The request: Extract the full set of records that follows, word for word.

Rows:
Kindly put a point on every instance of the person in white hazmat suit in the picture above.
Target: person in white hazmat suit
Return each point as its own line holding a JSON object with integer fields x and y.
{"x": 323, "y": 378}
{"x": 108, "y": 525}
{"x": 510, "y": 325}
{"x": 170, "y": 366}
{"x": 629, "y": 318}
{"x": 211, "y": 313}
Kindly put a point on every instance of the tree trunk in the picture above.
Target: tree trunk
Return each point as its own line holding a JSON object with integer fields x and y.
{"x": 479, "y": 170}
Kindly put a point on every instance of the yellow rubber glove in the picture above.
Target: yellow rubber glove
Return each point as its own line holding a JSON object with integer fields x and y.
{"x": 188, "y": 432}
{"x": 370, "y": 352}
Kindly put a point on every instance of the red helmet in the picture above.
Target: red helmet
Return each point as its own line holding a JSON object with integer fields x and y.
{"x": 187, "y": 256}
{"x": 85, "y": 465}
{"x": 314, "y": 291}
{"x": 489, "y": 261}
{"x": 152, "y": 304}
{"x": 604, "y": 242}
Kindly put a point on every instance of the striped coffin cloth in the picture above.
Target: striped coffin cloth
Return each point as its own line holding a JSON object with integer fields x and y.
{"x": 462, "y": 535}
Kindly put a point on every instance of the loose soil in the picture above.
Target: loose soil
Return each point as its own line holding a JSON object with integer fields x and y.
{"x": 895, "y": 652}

Correct answer:
Kindly put a point on every instance of the person in white hazmat suit in the picture above.
Target: person in white hazmat suit
Return each point as its own line holding a JSON object with integer fields x and y.
{"x": 323, "y": 378}
{"x": 108, "y": 525}
{"x": 510, "y": 325}
{"x": 170, "y": 366}
{"x": 629, "y": 318}
{"x": 211, "y": 313}
Kindly put a point on every instance of the tree trunk in the picture above.
Target: tree trunk
Return each point as its own line holding a JSON object with integer fields x and y.
{"x": 479, "y": 170}
Kindly put a point on every instance of the yellow rubber glove in the picture above.
Target: yellow rubber glove
Return each point as its own line holding a JSON object with integer fields x and y.
{"x": 188, "y": 432}
{"x": 370, "y": 352}
Kindly put a point on every instance of the red helmet in the picture above.
Target: red helmet
Return each point as its own line holding a JSON object with integer fields x and y.
{"x": 187, "y": 256}
{"x": 85, "y": 465}
{"x": 314, "y": 291}
{"x": 489, "y": 261}
{"x": 152, "y": 304}
{"x": 604, "y": 242}
Kindly put a point on every instance of the striped coffin cloth in the picture above.
Target: striped coffin cloth
Return each point as its own line holding a JSON object with integer fields x and y.
{"x": 462, "y": 535}
Kindly put a point on every instance of the loose soil in the picture above.
Target: loose soil
Return each point as its own line holding a JSON object with integer fields x and y.
{"x": 895, "y": 652}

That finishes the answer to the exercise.